_Supplied text:_
Thus there is provided cMUTs in which the shorting of the electrodes is prevented by isolation posts or areas which minimize the accumulation of charge which degrades the reliability and repeatability of device performance. The operation of the cMUT is vastly improved.

Claims

1. A capacitive ultrasonic transducer comprising at least one cavity defined by a first support electrode, insulating support walls forming with the support electrode wells and a membrane electrode supported by the support walls spaced from the support electrode and defining with the support electrode and support the walls the cavity, characterized in that, at least one isolation post or area of insulating material is formed in said cavity to prevent contact of the membrane electrode to the support electrode during operation of the transducer and minimize accumulation of charge.

2. A capacitive ultrasonic transducer as in claim 1 in which the support electrode is a low resistance silicon support and the support walls are an oxide, and the membrane is silicon.

3. A capacitive ultrasonic transducer as in claims 1 or 2 in which the least one isolation post or area is carried by the support.

4. A capacitive ultrasonic transducer as in claims 1 or 2 in which at least one isolation post or area is carried by the membrane.

5. A capacitive ultrasonic transducer as in claims 1 or 2 in which isolation posts or areas are located at selected locations with the size, shape and height selected to prevent shorting between electrodes and minimize the number of trapped ions.

Stored data

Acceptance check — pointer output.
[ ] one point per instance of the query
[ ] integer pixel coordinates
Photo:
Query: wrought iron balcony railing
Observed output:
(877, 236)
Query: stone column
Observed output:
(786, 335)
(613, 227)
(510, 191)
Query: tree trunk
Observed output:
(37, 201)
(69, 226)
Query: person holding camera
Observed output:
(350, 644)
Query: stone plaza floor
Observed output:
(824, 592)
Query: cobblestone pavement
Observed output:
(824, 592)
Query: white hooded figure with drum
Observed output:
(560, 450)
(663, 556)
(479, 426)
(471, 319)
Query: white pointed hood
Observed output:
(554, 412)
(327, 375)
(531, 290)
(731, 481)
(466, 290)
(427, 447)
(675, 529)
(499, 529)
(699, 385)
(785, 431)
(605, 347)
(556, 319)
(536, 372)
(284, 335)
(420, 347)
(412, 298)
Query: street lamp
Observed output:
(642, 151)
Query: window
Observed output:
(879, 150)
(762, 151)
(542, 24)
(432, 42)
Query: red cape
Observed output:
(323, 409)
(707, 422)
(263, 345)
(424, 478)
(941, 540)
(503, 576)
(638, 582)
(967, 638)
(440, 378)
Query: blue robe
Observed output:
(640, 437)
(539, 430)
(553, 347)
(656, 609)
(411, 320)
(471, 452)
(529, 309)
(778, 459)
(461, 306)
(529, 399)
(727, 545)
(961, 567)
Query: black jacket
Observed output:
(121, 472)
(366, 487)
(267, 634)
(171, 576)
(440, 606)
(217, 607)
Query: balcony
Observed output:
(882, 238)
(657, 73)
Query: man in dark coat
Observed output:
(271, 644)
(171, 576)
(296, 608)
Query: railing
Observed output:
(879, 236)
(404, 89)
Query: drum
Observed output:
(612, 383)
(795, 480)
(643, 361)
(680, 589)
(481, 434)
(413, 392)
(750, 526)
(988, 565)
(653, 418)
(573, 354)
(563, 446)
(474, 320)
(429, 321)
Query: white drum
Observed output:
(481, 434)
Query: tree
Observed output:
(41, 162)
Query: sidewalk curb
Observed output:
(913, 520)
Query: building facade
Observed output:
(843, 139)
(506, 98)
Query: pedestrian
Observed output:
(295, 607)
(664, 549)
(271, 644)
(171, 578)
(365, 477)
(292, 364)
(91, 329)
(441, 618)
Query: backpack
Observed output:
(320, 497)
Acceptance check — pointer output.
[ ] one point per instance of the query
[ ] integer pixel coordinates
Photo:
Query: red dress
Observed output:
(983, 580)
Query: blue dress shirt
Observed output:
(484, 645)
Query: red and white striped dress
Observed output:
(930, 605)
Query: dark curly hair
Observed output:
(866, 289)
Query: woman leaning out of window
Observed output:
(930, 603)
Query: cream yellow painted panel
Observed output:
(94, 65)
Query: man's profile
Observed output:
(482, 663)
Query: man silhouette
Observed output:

_Required action:_
According to claim 2 of the transducer claims, what material are the support walls made of? These lines have no connection to the transducer claims.

_Task response:_
An oxide.